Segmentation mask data
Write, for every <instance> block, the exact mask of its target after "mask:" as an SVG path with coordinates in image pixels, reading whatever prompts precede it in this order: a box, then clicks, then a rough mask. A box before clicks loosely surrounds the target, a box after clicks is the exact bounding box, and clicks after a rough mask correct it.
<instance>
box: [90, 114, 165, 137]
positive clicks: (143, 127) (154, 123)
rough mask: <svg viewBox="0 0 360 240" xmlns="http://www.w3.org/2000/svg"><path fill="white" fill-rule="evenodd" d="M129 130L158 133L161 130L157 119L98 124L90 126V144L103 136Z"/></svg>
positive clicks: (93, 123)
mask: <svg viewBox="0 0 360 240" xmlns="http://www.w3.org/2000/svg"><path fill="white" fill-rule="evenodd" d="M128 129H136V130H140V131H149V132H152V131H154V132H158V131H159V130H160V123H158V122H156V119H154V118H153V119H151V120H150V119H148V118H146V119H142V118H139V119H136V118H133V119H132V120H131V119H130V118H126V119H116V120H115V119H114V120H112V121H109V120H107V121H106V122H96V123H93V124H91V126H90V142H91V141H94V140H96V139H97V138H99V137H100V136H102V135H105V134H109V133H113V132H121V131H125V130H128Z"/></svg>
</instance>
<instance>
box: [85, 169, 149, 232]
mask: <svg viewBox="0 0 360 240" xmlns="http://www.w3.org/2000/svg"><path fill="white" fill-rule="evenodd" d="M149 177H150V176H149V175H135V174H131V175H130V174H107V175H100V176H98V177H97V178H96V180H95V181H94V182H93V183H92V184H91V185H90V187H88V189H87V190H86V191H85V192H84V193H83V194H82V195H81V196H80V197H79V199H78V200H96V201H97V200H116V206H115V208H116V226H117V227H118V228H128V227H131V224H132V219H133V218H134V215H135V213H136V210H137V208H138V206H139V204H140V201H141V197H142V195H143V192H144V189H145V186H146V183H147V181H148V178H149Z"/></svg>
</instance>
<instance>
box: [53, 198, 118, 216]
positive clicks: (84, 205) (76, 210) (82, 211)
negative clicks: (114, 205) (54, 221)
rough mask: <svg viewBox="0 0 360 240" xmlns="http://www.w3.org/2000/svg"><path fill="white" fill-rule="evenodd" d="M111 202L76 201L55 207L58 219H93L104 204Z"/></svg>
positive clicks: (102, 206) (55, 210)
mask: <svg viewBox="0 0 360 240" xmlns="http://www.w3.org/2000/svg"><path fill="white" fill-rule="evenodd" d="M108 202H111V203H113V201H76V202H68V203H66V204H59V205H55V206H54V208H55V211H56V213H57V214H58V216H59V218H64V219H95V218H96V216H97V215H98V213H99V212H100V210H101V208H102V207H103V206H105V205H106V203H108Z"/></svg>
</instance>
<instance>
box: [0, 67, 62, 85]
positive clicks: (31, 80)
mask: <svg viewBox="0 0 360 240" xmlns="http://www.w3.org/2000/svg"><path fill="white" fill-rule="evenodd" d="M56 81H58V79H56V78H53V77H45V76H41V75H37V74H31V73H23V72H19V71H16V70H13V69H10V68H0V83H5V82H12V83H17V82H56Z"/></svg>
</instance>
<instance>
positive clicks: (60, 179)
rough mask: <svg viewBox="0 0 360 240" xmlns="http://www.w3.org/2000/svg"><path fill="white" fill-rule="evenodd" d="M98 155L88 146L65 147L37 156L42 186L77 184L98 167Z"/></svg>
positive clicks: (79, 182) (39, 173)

- [Directions] Return each line of the entries above that contains the string "positive".

- [Written answer]
positive clicks: (143, 127) (154, 123)
positive clicks: (93, 123)
positive clicks: (84, 205) (76, 210) (82, 211)
positive clicks: (102, 206) (55, 210)
positive clicks: (31, 80)
positive clicks: (60, 179)
positive clicks: (79, 182) (39, 173)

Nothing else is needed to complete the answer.